HOW TO COMPLETE THIS TASK:
Repeat every entry exactly. Pictures stay out.

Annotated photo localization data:

========

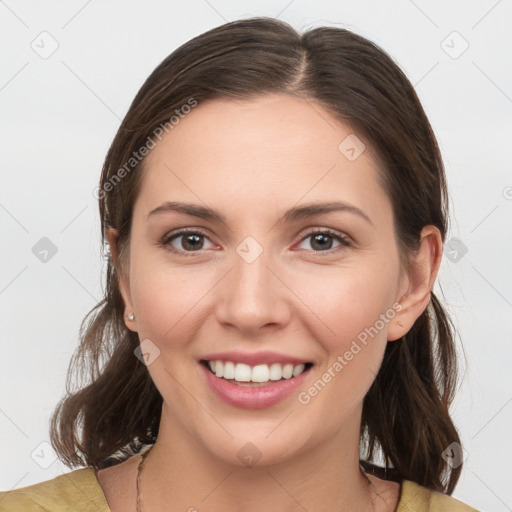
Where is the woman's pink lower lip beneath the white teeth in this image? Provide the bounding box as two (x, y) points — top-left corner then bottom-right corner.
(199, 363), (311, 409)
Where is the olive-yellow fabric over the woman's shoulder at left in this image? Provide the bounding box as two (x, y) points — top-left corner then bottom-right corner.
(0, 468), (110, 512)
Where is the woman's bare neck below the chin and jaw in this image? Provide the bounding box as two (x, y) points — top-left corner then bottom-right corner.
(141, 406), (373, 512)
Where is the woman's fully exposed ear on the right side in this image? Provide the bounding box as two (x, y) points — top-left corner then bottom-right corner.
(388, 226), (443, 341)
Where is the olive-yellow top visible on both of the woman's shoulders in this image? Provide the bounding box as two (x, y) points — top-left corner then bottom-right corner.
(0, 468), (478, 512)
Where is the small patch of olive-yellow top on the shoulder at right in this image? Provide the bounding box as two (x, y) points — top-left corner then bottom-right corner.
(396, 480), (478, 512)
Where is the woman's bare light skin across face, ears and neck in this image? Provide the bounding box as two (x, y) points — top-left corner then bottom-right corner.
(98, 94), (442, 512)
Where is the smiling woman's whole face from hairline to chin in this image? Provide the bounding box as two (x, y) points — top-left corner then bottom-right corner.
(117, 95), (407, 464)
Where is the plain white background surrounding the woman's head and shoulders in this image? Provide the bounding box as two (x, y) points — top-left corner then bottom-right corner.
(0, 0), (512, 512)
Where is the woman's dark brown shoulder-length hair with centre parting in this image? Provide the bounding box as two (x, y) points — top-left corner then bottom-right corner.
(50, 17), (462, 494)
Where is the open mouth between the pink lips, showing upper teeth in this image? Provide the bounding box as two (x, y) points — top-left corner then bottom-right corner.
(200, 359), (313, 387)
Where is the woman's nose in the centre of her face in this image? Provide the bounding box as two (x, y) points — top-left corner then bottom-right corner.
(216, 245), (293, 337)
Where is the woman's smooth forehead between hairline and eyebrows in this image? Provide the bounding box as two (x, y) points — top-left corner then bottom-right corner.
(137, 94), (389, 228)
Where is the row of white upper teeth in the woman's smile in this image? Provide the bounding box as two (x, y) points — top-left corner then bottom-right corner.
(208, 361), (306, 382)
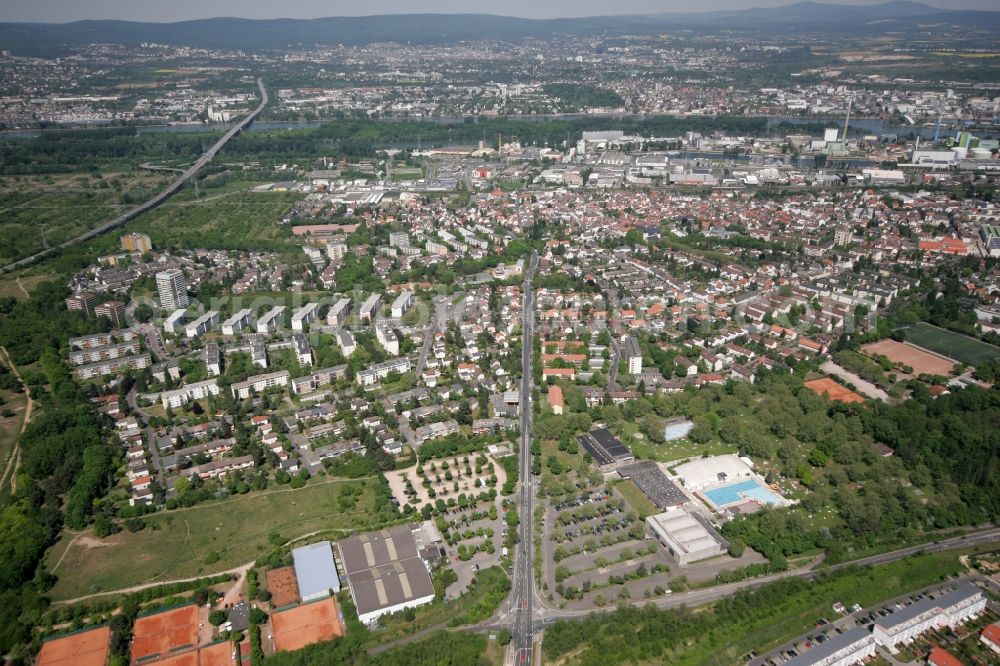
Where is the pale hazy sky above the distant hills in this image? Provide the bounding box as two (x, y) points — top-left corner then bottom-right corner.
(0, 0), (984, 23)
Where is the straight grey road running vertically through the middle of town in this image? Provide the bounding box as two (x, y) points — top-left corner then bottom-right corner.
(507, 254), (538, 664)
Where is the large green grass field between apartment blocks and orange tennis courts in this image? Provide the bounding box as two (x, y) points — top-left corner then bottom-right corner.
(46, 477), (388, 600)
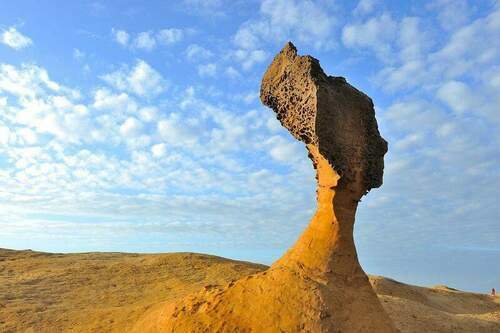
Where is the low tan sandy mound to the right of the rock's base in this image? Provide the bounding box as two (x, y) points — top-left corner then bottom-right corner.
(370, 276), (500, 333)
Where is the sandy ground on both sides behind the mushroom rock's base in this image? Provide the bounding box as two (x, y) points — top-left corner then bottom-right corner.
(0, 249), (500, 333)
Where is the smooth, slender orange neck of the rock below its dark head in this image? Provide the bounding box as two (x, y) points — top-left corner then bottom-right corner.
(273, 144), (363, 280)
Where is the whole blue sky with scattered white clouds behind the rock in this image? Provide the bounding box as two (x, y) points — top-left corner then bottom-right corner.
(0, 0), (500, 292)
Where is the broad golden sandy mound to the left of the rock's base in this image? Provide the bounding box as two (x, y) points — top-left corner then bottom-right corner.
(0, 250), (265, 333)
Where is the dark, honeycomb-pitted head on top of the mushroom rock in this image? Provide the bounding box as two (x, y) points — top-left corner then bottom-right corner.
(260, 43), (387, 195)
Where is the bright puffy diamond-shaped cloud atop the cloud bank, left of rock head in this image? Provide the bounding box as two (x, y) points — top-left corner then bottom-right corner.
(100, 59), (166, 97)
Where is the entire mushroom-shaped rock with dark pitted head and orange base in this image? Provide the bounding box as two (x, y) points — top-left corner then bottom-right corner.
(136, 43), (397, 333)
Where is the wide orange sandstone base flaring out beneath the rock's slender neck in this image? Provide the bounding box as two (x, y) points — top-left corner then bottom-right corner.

========

YOUR RESPONSE:
Where is the woman's pink lower lip beneath the white teeth in this image? Provide the bounding box as two (x, y) points — top-left corner then bottom-right corner.
(199, 363), (311, 409)
Where is the olive-yellow fabric over the woman's shoulder at left in this image? Provide the bounding box as two (x, y) points — top-left corner then bottom-right corner.
(0, 468), (110, 512)
Where is the woman's bare neck below the chin and jaw in this image? Provide the bounding box as two (x, y) points — top-left corner then bottom-right corner.
(141, 406), (373, 512)
Where is the woman's fully exposed ear on the right side in this image? Provide the bounding box as two (x, y) points — top-left corner then bottom-right corner.
(388, 226), (443, 341)
Where is the olive-yellow top visible on both of the woman's shoulders in this image? Provide the bounding box as two (x, y) points — top-left corner then bottom-right corner.
(0, 468), (478, 512)
Where is the small patch of olive-yellow top on the shoulder at right in this image? Provide the bounding box as two (x, y) points — top-left corner then bottom-right corner.
(396, 480), (478, 512)
Where is the woman's bare light skin across face, ears and neck in this image? Provide the bounding box as two (x, y) points — top-left corner then bottom-right corner.
(98, 94), (442, 512)
Where is the smiling woman's whole face from hairline to chin in this image? Provide the bounding box as two (x, y) points — top-left corner then bottom-right corner.
(117, 95), (407, 464)
Where is the plain white background surrounding the woman's head and shoulders in this image? Provide the bounding box as two (x, y) points — top-left corner then bottom-right corner.
(0, 0), (512, 512)
Where is the woman's dark brown shoulder-length hair with centre parting in this image? Provide the bounding box as two (x, y) points — top-left corner then bottom-right corner.
(50, 17), (462, 494)
Where is the open mouth between the pink lips, showing upper teeth in this image? Provide the bounding box as two (x, y) points — top-left corner then bottom-right corner.
(200, 359), (313, 387)
Where is the woman's nose in the centre of her face in this image? Provide the bounding box as two (x, y) points — top-left corner then bottom-right corner.
(216, 245), (293, 337)
Where is the woman's smooth forehead between hairline and eyebrows in this image? Provide the bounding box as two (x, y) points — top-left corner then bottom-right corner.
(137, 94), (389, 228)
Where is the row of white upper teeth in the woman's smile in this image? Provide the bounding box as two (x, y) points — top-left corner then bottom-right corner.
(208, 361), (306, 382)
Where is the pale hazy sky above the distant hills in this image? Provide the bounding box as two (x, y) points — top-left corner then bottom-right corner.
(0, 0), (984, 23)
Where is the straight grey road running vertically through the middle of town in this image? Provide the bounding box as two (x, y) points — top-left corner then bottom-right corner.
(507, 254), (538, 664)
Where is the large green grass field between apartment blocks and orange tennis courts in this image? Provide the bounding box as two (x, y) points — top-left corner then bottom-right corner.
(46, 477), (388, 600)
Where is the low tan sandy mound to the right of the rock's base in this image? Provide the bounding box as two (x, y) points — top-left corner then bottom-right corner.
(370, 276), (500, 333)
Where is the sandy ground on both sides behind the mushroom rock's base in this image? Provide the bounding box as two (x, y) points — top-left corner then bottom-right corner.
(0, 249), (500, 333)
Where is the smooth, slender orange neck of the rock below its dark head in this image? Provide the bounding box as two (x, y) points — top-left corner then bottom-right corner.
(273, 144), (363, 280)
Where is the whole blue sky with scattered white clouds behind the rock in this image? Provide the bounding box as two (x, y) points — top-left corner then bottom-right corner.
(0, 0), (500, 292)
Where is the broad golden sandy mound to the left of the rock's base in this image? Provide the bounding box as two (x, y) points — top-left corner then bottom-right corner.
(0, 250), (265, 333)
Where is the dark, honeycomb-pitted head on top of the mushroom rock in this image? Provide the bounding box as two (x, y) points — top-left corner then bottom-right corner.
(260, 43), (387, 195)
Where is the bright puffy diamond-shaped cloud atop the cloud bank, left of rock head in this image? Provide the bounding box as two (x, y) points — top-left corner then bottom-right corner.
(100, 59), (166, 97)
Where is the entire mushroom-shaped rock with dark pitted head and orange base in this image? Provide the bounding box as two (x, y) points — top-left corner then bottom-right corner.
(136, 43), (397, 333)
Where is the wide orange sandstone base flaring out beneath the rock's slender neck in this image? Provide the bounding box as two (x, y) points — top-left corner then bottom-right corner.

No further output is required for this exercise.